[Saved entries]
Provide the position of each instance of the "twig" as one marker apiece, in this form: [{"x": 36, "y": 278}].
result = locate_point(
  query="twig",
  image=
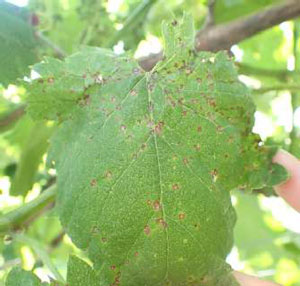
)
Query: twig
[
  {"x": 291, "y": 87},
  {"x": 57, "y": 240},
  {"x": 8, "y": 121},
  {"x": 210, "y": 18},
  {"x": 295, "y": 98},
  {"x": 282, "y": 75},
  {"x": 59, "y": 52},
  {"x": 132, "y": 20},
  {"x": 41, "y": 253},
  {"x": 19, "y": 217},
  {"x": 222, "y": 37}
]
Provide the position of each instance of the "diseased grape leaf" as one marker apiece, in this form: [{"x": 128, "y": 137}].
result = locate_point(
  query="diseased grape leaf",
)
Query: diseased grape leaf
[
  {"x": 20, "y": 277},
  {"x": 17, "y": 43},
  {"x": 31, "y": 156},
  {"x": 80, "y": 273},
  {"x": 145, "y": 161},
  {"x": 17, "y": 277}
]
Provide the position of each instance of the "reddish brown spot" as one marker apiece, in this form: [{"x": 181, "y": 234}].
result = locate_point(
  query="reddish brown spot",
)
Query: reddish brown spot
[
  {"x": 51, "y": 80},
  {"x": 147, "y": 230},
  {"x": 108, "y": 174},
  {"x": 199, "y": 80},
  {"x": 133, "y": 92},
  {"x": 181, "y": 216},
  {"x": 180, "y": 100},
  {"x": 156, "y": 205},
  {"x": 136, "y": 71},
  {"x": 162, "y": 222},
  {"x": 197, "y": 147},
  {"x": 212, "y": 102},
  {"x": 158, "y": 128},
  {"x": 35, "y": 20},
  {"x": 184, "y": 113},
  {"x": 214, "y": 173},
  {"x": 93, "y": 182},
  {"x": 175, "y": 187},
  {"x": 188, "y": 71},
  {"x": 197, "y": 226},
  {"x": 220, "y": 128},
  {"x": 144, "y": 146},
  {"x": 85, "y": 100}
]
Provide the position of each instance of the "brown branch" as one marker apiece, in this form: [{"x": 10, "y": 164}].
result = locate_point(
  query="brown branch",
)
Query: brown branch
[
  {"x": 223, "y": 36},
  {"x": 210, "y": 18},
  {"x": 11, "y": 118}
]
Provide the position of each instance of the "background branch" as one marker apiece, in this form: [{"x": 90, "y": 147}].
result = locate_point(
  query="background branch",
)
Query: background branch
[
  {"x": 222, "y": 37},
  {"x": 20, "y": 217},
  {"x": 10, "y": 119}
]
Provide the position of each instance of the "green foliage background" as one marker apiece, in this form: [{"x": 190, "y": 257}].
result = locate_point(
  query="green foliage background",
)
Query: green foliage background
[{"x": 265, "y": 246}]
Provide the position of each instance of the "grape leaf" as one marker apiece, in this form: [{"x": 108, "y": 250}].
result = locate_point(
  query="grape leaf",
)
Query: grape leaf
[
  {"x": 18, "y": 277},
  {"x": 31, "y": 156},
  {"x": 145, "y": 161},
  {"x": 17, "y": 47},
  {"x": 80, "y": 273}
]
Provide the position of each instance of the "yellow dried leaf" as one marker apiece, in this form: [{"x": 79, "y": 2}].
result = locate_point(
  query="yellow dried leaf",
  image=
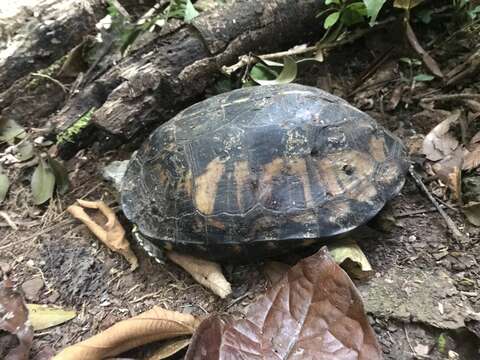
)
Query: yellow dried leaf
[
  {"x": 111, "y": 233},
  {"x": 153, "y": 325},
  {"x": 349, "y": 255},
  {"x": 207, "y": 273},
  {"x": 169, "y": 348},
  {"x": 43, "y": 317}
]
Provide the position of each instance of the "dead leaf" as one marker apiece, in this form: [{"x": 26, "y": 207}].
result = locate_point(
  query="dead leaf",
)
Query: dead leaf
[
  {"x": 471, "y": 160},
  {"x": 44, "y": 317},
  {"x": 274, "y": 271},
  {"x": 472, "y": 213},
  {"x": 205, "y": 272},
  {"x": 153, "y": 325},
  {"x": 14, "y": 319},
  {"x": 429, "y": 62},
  {"x": 475, "y": 138},
  {"x": 349, "y": 255},
  {"x": 439, "y": 142},
  {"x": 111, "y": 233},
  {"x": 169, "y": 348},
  {"x": 449, "y": 170},
  {"x": 315, "y": 312}
]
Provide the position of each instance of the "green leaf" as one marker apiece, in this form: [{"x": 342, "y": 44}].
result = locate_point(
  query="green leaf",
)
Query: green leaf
[
  {"x": 406, "y": 4},
  {"x": 9, "y": 130},
  {"x": 425, "y": 15},
  {"x": 43, "y": 182},
  {"x": 190, "y": 12},
  {"x": 24, "y": 150},
  {"x": 4, "y": 185},
  {"x": 262, "y": 72},
  {"x": 43, "y": 317},
  {"x": 373, "y": 8},
  {"x": 288, "y": 74},
  {"x": 331, "y": 20},
  {"x": 61, "y": 175},
  {"x": 423, "y": 77},
  {"x": 354, "y": 14}
]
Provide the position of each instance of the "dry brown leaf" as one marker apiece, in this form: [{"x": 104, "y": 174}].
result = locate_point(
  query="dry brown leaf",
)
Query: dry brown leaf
[
  {"x": 111, "y": 233},
  {"x": 274, "y": 271},
  {"x": 429, "y": 62},
  {"x": 475, "y": 138},
  {"x": 14, "y": 319},
  {"x": 205, "y": 272},
  {"x": 439, "y": 142},
  {"x": 449, "y": 170},
  {"x": 472, "y": 212},
  {"x": 169, "y": 348},
  {"x": 471, "y": 159},
  {"x": 153, "y": 325},
  {"x": 315, "y": 312}
]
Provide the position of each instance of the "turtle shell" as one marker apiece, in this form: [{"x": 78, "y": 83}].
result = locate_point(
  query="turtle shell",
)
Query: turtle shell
[{"x": 257, "y": 171}]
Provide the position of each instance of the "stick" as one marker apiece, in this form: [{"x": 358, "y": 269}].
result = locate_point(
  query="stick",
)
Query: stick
[
  {"x": 456, "y": 233},
  {"x": 450, "y": 97},
  {"x": 245, "y": 60}
]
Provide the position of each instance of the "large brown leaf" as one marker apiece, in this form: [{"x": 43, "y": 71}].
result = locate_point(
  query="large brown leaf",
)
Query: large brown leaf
[{"x": 314, "y": 312}]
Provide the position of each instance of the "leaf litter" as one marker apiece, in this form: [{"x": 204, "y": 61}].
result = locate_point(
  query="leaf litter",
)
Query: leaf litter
[
  {"x": 14, "y": 319},
  {"x": 315, "y": 311}
]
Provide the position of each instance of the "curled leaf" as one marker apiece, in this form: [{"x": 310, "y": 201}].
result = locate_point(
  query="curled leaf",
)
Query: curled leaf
[
  {"x": 205, "y": 272},
  {"x": 44, "y": 317},
  {"x": 43, "y": 182},
  {"x": 315, "y": 312},
  {"x": 153, "y": 325},
  {"x": 349, "y": 255},
  {"x": 471, "y": 159},
  {"x": 169, "y": 348},
  {"x": 9, "y": 130},
  {"x": 24, "y": 150},
  {"x": 111, "y": 233},
  {"x": 288, "y": 74},
  {"x": 439, "y": 142},
  {"x": 472, "y": 213},
  {"x": 14, "y": 319},
  {"x": 4, "y": 185}
]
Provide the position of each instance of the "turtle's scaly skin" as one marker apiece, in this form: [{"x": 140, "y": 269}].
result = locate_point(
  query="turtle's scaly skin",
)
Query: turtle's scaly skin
[{"x": 257, "y": 171}]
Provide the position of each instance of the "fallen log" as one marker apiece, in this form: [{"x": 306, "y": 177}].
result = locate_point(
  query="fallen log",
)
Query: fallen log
[
  {"x": 42, "y": 34},
  {"x": 171, "y": 72}
]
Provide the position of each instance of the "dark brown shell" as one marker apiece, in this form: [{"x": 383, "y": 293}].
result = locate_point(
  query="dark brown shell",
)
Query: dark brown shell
[{"x": 255, "y": 170}]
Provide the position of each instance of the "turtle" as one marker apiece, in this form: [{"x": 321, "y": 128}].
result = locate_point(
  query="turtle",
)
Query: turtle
[{"x": 260, "y": 171}]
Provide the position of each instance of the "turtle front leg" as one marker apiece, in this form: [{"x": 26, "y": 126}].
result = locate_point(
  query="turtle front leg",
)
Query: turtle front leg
[
  {"x": 154, "y": 251},
  {"x": 206, "y": 273}
]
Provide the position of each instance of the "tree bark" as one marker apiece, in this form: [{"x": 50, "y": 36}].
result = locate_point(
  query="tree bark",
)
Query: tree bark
[
  {"x": 35, "y": 39},
  {"x": 172, "y": 71}
]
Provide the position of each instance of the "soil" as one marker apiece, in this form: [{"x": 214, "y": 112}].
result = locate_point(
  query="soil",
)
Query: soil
[{"x": 80, "y": 273}]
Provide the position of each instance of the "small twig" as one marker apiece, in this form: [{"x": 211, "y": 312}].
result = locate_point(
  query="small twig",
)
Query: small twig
[
  {"x": 55, "y": 81},
  {"x": 9, "y": 220},
  {"x": 414, "y": 212},
  {"x": 245, "y": 60},
  {"x": 457, "y": 234},
  {"x": 450, "y": 97}
]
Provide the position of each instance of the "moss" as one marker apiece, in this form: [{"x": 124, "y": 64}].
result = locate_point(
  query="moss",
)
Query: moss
[
  {"x": 70, "y": 134},
  {"x": 36, "y": 81}
]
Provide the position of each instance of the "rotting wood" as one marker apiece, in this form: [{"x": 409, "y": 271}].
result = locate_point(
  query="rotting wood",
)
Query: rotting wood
[
  {"x": 172, "y": 71},
  {"x": 51, "y": 29}
]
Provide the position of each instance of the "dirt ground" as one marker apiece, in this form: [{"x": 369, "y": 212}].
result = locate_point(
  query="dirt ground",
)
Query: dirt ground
[{"x": 75, "y": 271}]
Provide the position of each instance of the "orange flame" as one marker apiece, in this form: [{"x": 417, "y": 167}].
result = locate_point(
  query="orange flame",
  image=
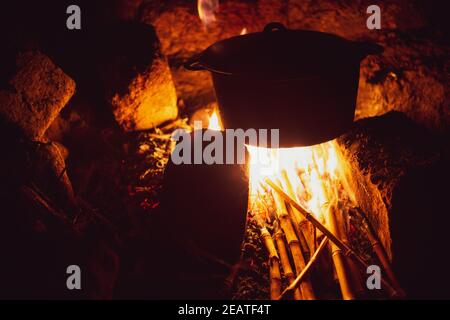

> [Try it] Leave the pictures out. Extract exactly the lines running from the one with "Query: dirt ground" through the last entry, both ends included.

> [Result below]
Query: dirt ground
[{"x": 75, "y": 271}]
Provide the position of each instance of the "orange flame" as one marker apiece, in this form: [{"x": 417, "y": 167}].
result = locate_point(
  query="orange flame",
  image=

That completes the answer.